El espíritu de la Navidad

- en Firmas
Lourdes Francés

El espíritu de mis Navidades de la infancia va asociado al viaje interminable en coche que emprendíamos mis padres, mis hermanos pequeños y yo desde los Saltos de Aldeadávila o Villarino, en la provincia de Salamanca, donde vivíamos entonces, hasta la casa de mis abuelos maternos en Torrelavega (Cantabria).

Cargados de maletas y tapados hasta las cejas con abrigos, guantes y verdugos de lana, montábamos soñolientos y ateridos de madrugada en nuestro impecable Gordini blanco. Nos arrebujábamos las tres hermanas en el asiento trasero, mientras que mi hermano pequeño viajaba durante muchos kilómetros sentado en el regazo de mi madre en el asiento del copiloto. Las curvas del camino y la conducción suave y firme de mi padre nos sofronizaban durante gran parte del trayecto, que se prolongaba durante horas por aquellas carreteras nacionales, tantas veces cubiertas de nieve o placas de hielo, semidesiertas, silenciosas y austeras guardianas de las llanuras mesetarias, a las que he aprendido a amar con el paso de los años.

Oriundos de Cantabria, mis padres pronto se acostumbraron a vivir en la provincia de Salamanca, quizá porque mutuamente se amaban y en cualquier sitio donde tuvieron que vivir por mor del trabajo de mi padre, ellos crearon su propio nido de amor.

Pero la lejanía física del resto de sus respectivas familias, los empujaba a embarcarse año tras año en aquella aventura tan apasionante y divertida, como incierta, ya que el viaje anual en Diciembre cruzando la Meseta Castellana nunca resultó un camino de rosas.

Algo muy íntimo afloraba en nuestro hogar durante las semanas de preparativos; todos rebosábamos Alegría y buenas vibraciones. Los niños nos comportábamos mejor y mis padres parecían adolescentes a los que les permitían salir por la noche.

Flotaba en el ambiente el deseo de estrecharnos con mi hermana Marta que estudiaba en Torrelavega y a la que sólo veíamos en vacaciones, para comprobar cómo ella iba floreciendo mientras nosotros cuatros seguíamos siendo unos pispajos; abrazar a los tres abuelos y constatar que iban envejeciendo muy lentamente año tras año; oír las risas entusiastas de mis tías solteras que siempre tenían algo bonito que decirnos; hervir de excitación ante la perspectiva de volver a ver a todos los primos; hacer planes locos de ir a visitar a unos y a otros para ponernos al día de lo que la vida nos iba ofreciendo a cada uno y, en definitiva, volver A CASA, retornar al núcleo familiar de mis padres, atraídos por ese espíritu que cultivaban mis abuelos, para que sus hijos y nietos no se encontraran solos en las Fiestas más entrañables y familiares del año.

### LISTA DE TAREAS
1. Resuma en dos oraciones el texto sobre el espíritu de la Navidad.
2. Complete la parte siguiente del texto sobre el espíritu de la Navidad, a partir de su última oración.
Las líneas no desempeñan papel alguno en esto.

### LISTADO
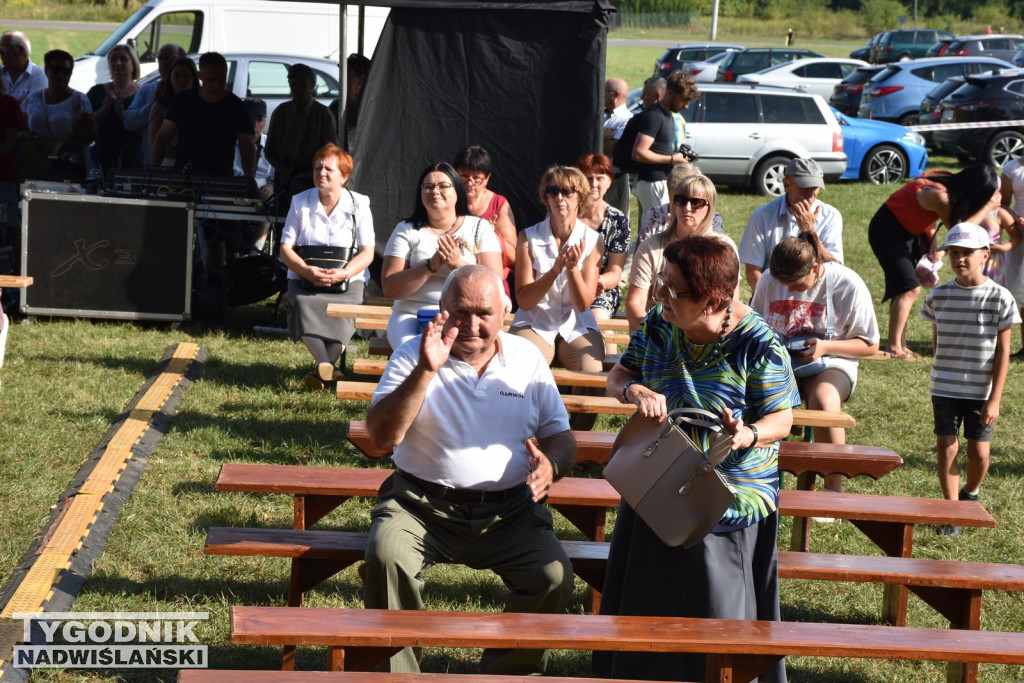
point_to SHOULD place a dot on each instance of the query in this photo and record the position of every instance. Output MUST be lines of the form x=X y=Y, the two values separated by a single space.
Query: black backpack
x=622 y=153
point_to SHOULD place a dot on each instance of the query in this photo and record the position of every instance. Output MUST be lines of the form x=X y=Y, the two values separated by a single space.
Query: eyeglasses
x=468 y=179
x=696 y=203
x=659 y=283
x=441 y=186
x=552 y=191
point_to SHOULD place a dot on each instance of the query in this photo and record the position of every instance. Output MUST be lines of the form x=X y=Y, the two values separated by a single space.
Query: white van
x=300 y=29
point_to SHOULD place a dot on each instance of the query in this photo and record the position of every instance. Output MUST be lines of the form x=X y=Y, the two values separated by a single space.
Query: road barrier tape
x=1017 y=123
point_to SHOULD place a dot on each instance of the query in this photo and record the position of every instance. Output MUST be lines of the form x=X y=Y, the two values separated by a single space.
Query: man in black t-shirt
x=654 y=150
x=208 y=122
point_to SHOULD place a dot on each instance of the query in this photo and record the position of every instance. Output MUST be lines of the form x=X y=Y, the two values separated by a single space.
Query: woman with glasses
x=473 y=165
x=182 y=76
x=438 y=237
x=693 y=203
x=57 y=112
x=823 y=311
x=330 y=215
x=556 y=271
x=116 y=145
x=701 y=347
x=613 y=228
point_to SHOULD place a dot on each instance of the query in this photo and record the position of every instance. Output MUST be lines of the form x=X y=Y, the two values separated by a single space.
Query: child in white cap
x=972 y=318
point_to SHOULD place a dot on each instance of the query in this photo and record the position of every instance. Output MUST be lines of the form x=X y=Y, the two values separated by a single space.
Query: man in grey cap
x=298 y=128
x=798 y=210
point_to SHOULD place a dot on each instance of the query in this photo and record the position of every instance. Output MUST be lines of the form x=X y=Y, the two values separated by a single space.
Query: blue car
x=881 y=153
x=895 y=93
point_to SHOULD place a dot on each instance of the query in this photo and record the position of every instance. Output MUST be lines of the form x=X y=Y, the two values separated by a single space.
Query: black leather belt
x=462 y=496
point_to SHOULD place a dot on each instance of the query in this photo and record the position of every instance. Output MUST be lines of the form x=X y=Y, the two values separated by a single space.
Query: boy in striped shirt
x=972 y=318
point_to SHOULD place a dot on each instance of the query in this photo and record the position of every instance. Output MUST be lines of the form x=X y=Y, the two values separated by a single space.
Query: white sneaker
x=3 y=337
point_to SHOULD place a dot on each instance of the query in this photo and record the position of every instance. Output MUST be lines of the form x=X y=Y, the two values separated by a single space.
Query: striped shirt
x=968 y=321
x=749 y=375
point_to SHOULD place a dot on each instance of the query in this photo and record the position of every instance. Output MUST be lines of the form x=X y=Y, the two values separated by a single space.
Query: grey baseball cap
x=806 y=172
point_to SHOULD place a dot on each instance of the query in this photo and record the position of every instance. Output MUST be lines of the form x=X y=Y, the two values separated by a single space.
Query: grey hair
x=473 y=271
x=18 y=39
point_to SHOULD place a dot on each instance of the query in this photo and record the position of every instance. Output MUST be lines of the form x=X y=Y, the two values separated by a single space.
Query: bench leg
x=736 y=668
x=310 y=509
x=896 y=541
x=963 y=608
x=590 y=520
x=802 y=525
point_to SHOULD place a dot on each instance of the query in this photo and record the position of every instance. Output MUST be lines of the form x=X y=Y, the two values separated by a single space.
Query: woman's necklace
x=708 y=353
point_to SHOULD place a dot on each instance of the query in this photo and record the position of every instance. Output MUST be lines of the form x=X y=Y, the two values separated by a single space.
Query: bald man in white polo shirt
x=460 y=406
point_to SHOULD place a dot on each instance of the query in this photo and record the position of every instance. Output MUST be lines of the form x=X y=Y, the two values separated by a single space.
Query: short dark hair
x=709 y=264
x=474 y=158
x=794 y=256
x=596 y=164
x=419 y=216
x=54 y=56
x=212 y=59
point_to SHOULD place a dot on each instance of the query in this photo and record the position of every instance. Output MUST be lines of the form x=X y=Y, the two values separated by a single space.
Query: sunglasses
x=696 y=203
x=552 y=190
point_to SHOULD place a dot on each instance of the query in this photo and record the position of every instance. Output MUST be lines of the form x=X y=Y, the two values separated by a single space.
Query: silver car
x=745 y=135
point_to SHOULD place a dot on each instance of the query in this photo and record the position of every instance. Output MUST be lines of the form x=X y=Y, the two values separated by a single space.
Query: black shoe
x=950 y=530
x=964 y=496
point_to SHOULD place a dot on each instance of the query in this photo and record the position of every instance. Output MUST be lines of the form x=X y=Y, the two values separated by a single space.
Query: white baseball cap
x=967 y=236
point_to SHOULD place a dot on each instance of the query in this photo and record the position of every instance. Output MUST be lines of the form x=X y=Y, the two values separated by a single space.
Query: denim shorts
x=949 y=413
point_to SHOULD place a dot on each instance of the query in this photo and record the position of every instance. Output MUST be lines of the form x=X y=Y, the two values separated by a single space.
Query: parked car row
x=745 y=135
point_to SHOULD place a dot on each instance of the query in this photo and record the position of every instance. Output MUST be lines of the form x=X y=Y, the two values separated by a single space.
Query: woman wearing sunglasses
x=57 y=112
x=556 y=270
x=436 y=239
x=692 y=212
x=701 y=347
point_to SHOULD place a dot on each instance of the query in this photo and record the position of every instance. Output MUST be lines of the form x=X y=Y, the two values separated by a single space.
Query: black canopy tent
x=524 y=80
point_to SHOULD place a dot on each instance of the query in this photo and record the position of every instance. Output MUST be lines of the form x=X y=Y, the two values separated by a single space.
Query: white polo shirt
x=471 y=430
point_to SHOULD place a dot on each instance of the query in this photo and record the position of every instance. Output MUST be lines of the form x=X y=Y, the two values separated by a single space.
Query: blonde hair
x=706 y=187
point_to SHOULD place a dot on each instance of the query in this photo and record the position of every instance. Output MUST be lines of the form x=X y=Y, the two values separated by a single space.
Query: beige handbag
x=669 y=480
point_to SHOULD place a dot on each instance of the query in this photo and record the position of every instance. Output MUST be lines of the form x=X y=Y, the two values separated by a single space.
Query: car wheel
x=1005 y=146
x=768 y=176
x=884 y=165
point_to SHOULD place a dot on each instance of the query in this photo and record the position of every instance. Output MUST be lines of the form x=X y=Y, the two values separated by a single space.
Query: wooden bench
x=263 y=676
x=951 y=588
x=888 y=520
x=738 y=650
x=608 y=406
x=374 y=312
x=805 y=459
x=15 y=282
x=380 y=346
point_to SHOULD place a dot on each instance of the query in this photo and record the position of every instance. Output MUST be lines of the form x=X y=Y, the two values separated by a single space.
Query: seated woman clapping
x=436 y=239
x=556 y=270
x=823 y=311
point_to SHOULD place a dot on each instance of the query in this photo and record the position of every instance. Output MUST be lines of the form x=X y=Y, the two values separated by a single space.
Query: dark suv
x=680 y=55
x=998 y=46
x=905 y=44
x=846 y=93
x=994 y=96
x=756 y=58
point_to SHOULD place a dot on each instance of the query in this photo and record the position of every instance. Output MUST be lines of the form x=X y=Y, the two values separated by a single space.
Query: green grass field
x=65 y=381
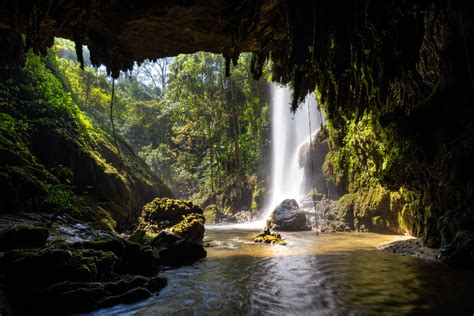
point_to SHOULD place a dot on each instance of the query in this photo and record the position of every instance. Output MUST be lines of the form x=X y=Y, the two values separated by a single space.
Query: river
x=340 y=273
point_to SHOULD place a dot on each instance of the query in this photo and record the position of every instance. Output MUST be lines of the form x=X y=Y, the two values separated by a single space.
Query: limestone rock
x=270 y=238
x=288 y=217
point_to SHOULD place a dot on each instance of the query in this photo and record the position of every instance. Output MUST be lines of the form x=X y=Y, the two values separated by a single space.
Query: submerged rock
x=176 y=251
x=268 y=237
x=288 y=217
x=23 y=237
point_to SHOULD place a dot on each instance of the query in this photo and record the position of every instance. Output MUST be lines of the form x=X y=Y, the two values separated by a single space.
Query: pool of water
x=341 y=273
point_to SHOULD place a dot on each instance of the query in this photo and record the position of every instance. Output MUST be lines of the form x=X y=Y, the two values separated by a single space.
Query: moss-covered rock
x=43 y=133
x=79 y=277
x=182 y=218
x=266 y=236
x=287 y=216
x=23 y=236
x=190 y=228
x=176 y=251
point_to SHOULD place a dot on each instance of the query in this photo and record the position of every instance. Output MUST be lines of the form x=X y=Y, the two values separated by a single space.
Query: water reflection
x=327 y=275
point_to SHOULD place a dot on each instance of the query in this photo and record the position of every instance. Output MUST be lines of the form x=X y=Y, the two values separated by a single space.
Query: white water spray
x=289 y=133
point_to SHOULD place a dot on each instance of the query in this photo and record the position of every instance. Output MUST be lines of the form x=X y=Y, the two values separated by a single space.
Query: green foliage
x=60 y=199
x=193 y=126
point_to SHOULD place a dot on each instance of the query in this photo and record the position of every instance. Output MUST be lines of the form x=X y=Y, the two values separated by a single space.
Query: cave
x=394 y=81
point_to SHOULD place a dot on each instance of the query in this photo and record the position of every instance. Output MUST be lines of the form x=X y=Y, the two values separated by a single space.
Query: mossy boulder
x=213 y=214
x=190 y=228
x=182 y=218
x=270 y=238
x=375 y=209
x=23 y=236
x=79 y=277
x=288 y=217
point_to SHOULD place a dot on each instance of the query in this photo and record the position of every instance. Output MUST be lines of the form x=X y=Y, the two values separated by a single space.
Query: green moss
x=179 y=217
x=270 y=238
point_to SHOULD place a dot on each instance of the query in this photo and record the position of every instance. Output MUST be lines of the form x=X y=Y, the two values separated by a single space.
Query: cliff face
x=54 y=160
x=395 y=80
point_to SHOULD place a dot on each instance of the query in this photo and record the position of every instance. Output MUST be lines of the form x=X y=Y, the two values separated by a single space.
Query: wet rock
x=176 y=251
x=268 y=237
x=244 y=216
x=22 y=237
x=288 y=217
x=182 y=218
x=190 y=228
x=213 y=214
x=79 y=277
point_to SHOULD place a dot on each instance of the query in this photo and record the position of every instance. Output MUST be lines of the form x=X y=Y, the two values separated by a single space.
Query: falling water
x=289 y=133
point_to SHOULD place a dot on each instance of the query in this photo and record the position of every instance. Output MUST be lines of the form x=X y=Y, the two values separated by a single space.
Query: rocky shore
x=49 y=260
x=411 y=246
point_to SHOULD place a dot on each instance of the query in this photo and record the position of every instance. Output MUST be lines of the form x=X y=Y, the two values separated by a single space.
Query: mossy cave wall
x=394 y=78
x=54 y=159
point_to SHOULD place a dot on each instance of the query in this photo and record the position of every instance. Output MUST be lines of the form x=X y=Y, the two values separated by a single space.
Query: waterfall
x=289 y=133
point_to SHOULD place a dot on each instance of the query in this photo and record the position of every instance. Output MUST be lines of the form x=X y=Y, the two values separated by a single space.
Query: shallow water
x=328 y=274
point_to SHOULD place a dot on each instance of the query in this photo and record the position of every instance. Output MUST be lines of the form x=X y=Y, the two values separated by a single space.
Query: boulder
x=182 y=218
x=23 y=237
x=270 y=238
x=79 y=277
x=176 y=251
x=288 y=217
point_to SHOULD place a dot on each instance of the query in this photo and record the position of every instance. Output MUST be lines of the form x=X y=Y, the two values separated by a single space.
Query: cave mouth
x=126 y=127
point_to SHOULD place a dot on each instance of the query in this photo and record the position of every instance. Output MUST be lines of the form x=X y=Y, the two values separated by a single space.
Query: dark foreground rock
x=288 y=217
x=79 y=277
x=174 y=229
x=182 y=218
x=23 y=236
x=270 y=238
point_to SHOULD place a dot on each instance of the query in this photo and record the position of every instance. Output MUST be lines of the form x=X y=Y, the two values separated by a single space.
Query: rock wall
x=55 y=160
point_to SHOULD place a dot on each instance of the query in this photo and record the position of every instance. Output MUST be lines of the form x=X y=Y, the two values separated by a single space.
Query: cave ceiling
x=118 y=33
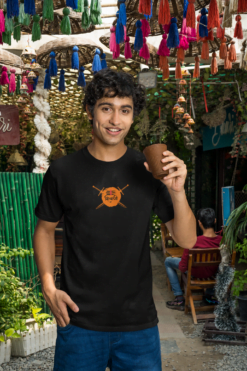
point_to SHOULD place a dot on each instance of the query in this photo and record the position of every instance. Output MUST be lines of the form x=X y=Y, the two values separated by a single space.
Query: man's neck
x=105 y=152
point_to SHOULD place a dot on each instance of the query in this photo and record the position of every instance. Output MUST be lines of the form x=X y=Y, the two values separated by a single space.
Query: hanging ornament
x=138 y=44
x=164 y=15
x=173 y=37
x=65 y=24
x=81 y=78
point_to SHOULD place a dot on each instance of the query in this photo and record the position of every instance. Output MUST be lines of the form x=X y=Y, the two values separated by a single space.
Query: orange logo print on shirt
x=111 y=196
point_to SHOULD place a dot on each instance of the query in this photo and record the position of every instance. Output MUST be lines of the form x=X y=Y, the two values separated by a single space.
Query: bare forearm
x=184 y=223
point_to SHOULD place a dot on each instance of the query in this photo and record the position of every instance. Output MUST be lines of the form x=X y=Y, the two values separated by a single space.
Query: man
x=104 y=309
x=206 y=221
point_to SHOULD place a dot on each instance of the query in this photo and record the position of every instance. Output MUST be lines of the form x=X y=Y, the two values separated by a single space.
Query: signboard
x=220 y=136
x=9 y=125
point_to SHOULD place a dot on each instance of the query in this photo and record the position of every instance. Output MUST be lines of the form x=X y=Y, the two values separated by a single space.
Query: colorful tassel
x=138 y=44
x=214 y=66
x=164 y=16
x=96 y=67
x=103 y=61
x=196 y=72
x=4 y=80
x=238 y=32
x=144 y=52
x=65 y=24
x=173 y=37
x=190 y=16
x=29 y=7
x=127 y=49
x=48 y=10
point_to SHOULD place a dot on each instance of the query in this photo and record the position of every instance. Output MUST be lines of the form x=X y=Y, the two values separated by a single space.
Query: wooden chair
x=201 y=258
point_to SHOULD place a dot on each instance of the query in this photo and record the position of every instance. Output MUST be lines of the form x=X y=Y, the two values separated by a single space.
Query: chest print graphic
x=111 y=196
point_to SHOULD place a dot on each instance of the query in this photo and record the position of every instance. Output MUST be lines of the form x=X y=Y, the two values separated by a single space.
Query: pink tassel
x=127 y=49
x=163 y=48
x=144 y=52
x=145 y=28
x=12 y=84
x=2 y=21
x=4 y=80
x=112 y=43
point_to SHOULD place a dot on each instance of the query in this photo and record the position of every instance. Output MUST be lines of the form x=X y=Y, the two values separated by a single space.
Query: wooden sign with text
x=9 y=125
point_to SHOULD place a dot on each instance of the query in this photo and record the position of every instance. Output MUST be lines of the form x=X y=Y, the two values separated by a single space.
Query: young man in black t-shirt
x=105 y=309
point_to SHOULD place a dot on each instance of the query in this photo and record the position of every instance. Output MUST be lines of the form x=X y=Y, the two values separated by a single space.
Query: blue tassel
x=75 y=58
x=81 y=78
x=173 y=37
x=29 y=7
x=61 y=86
x=119 y=30
x=103 y=61
x=203 y=25
x=12 y=8
x=47 y=83
x=122 y=13
x=72 y=4
x=96 y=62
x=53 y=64
x=138 y=44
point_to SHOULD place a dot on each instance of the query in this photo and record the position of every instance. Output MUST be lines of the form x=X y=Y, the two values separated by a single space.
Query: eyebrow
x=111 y=105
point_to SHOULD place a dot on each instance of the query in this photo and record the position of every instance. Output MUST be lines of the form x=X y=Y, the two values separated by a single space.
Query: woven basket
x=63 y=49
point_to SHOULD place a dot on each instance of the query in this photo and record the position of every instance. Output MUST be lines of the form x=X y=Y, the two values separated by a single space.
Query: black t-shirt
x=106 y=266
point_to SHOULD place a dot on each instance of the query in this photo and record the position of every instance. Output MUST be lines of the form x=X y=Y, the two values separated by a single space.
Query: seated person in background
x=206 y=220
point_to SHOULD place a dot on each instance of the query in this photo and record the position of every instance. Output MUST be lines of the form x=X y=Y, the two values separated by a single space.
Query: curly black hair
x=109 y=83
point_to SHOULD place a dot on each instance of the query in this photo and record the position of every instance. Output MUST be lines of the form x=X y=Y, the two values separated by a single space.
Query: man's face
x=112 y=119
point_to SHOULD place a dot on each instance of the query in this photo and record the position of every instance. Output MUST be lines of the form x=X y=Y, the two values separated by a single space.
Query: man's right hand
x=58 y=301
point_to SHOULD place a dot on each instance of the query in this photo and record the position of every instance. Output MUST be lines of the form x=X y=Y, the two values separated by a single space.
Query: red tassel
x=190 y=16
x=223 y=49
x=232 y=52
x=145 y=7
x=164 y=16
x=214 y=66
x=238 y=32
x=205 y=50
x=196 y=72
x=178 y=72
x=213 y=15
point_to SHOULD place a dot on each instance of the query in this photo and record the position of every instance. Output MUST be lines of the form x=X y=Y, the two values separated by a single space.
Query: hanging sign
x=9 y=125
x=222 y=135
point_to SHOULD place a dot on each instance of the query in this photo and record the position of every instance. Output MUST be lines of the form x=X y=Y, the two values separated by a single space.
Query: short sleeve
x=49 y=206
x=163 y=206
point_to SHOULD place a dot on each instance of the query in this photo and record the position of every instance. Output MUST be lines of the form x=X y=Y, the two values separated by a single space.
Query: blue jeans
x=87 y=350
x=171 y=265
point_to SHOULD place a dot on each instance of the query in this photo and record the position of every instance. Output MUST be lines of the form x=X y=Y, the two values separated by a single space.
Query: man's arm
x=44 y=253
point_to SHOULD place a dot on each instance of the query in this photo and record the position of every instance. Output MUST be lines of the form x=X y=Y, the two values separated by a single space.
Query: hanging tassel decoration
x=103 y=61
x=127 y=49
x=203 y=26
x=164 y=16
x=96 y=67
x=85 y=19
x=144 y=52
x=173 y=37
x=232 y=52
x=61 y=85
x=214 y=66
x=48 y=10
x=138 y=44
x=190 y=16
x=238 y=32
x=223 y=49
x=213 y=15
x=29 y=7
x=65 y=24
x=4 y=80
x=196 y=72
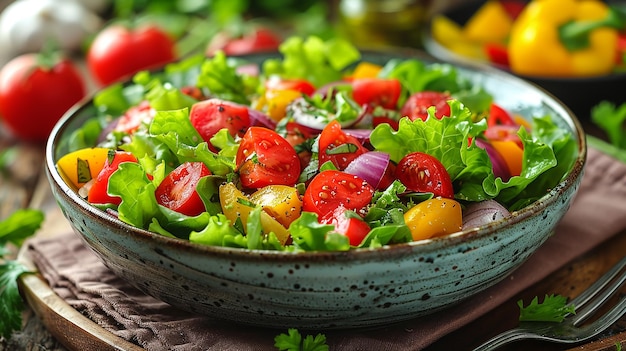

### RESPUESTAS
1. Las Navidades de la infancia se asocian al largo viaje en coche que la familia emprendía cada diciembre desde la provincia de Salamanca, donde vivía por el trabajo del padre, hasta la casa de los abuelos maternos en Torrelavega, por carreteras a menudo cubiertas de nieve o placas de hielo. Durante las semanas de preparativos el hogar rebosaba alegría ante la perspectiva de reencontrarse con la hermana Marta, los abuelos, las tías y los primos, y de volver al núcleo familiar que los abuelos cultivaban para que nadie estuviera solo en esas fiestas.

2.
Esa infancia que viví es indisoluble del recuerdo amoroso de mis familiares, que vivían tan lejos en la distancia y tan próximos en nuestros corazones, que con su magnetismo consiguieron, que a pesar de todos los inconvenientes y dificultades, mis padres quisieran Navidad tras Navidad viajar de regreso a su lado para cantar juntos al Espíritu que los mantenía unidos y que si tuviera que definirlo con dos palabras sería AMOR FAMILIAR.

A todos ellos, mis abuelos, mis tíos, mis primos, mis padres y mis hermanos, unos ya fallecidos y otros como yo misma aún bregando en esta vida, agradezco ese cemento de unión que crearon y fomentaron para que yo pueda al cabo de los años dar gracias por sentirme parte integrante de nuestro propio clan.

A raíz del accidente de tráfico que truncó la vida de mi hermana Marta, un día 3 de Enero, a la edad de 22 años, las Fiestas de Navidad y Año Nuevo tienen para mí un componente de pena que no consigo desterrar de mi corazón.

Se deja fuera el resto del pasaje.